### Exercise objective
Count the lines in the records below that contain the string "construction", with case counting. Give only the number.

### Entries shown
□ □ □

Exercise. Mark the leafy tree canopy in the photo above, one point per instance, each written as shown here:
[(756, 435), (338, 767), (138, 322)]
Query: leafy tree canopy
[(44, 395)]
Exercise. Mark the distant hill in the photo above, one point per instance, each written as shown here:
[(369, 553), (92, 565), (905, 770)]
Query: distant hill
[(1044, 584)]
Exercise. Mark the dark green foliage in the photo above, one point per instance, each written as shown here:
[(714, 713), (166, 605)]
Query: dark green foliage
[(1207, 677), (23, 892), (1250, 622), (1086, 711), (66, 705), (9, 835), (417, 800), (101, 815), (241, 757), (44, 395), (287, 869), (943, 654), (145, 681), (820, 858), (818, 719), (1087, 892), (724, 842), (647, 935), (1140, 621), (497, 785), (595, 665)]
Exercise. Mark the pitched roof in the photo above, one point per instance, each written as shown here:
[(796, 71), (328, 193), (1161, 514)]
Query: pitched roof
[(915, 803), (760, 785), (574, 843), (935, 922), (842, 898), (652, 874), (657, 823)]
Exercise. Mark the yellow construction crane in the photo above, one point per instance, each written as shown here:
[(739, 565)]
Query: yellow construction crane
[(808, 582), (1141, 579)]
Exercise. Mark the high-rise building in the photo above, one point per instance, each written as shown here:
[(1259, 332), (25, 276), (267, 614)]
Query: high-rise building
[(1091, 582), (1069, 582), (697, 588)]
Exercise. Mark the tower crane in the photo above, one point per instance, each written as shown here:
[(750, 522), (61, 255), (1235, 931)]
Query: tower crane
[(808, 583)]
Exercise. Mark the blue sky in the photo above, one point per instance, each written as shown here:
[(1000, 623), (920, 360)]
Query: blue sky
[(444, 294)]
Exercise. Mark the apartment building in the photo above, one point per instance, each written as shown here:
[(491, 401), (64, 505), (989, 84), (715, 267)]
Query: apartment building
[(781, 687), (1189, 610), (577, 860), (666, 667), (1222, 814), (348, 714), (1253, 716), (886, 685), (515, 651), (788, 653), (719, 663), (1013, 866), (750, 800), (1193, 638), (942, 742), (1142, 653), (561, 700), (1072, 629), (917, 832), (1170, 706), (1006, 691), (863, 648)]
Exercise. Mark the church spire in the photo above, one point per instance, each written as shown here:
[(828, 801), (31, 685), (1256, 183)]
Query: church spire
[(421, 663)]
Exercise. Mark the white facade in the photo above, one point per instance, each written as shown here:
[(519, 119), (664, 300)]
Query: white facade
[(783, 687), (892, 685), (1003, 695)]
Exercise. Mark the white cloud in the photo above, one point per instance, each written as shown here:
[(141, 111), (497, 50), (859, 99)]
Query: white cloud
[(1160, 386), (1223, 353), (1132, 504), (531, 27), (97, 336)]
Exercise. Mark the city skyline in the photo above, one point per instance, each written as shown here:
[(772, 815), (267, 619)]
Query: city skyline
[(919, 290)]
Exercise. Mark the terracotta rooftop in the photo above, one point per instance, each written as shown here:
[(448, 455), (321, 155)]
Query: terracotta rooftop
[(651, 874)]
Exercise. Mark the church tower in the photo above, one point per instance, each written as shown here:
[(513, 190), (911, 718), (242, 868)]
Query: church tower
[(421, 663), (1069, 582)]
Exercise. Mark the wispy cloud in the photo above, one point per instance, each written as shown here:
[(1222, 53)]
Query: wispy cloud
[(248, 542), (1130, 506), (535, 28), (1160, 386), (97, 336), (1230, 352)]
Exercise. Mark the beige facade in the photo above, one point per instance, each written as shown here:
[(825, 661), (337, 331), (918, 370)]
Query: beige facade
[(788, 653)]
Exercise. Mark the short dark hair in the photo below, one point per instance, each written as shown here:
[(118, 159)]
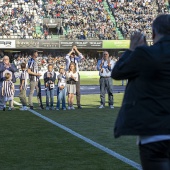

□ □ □

### Solved exercise
2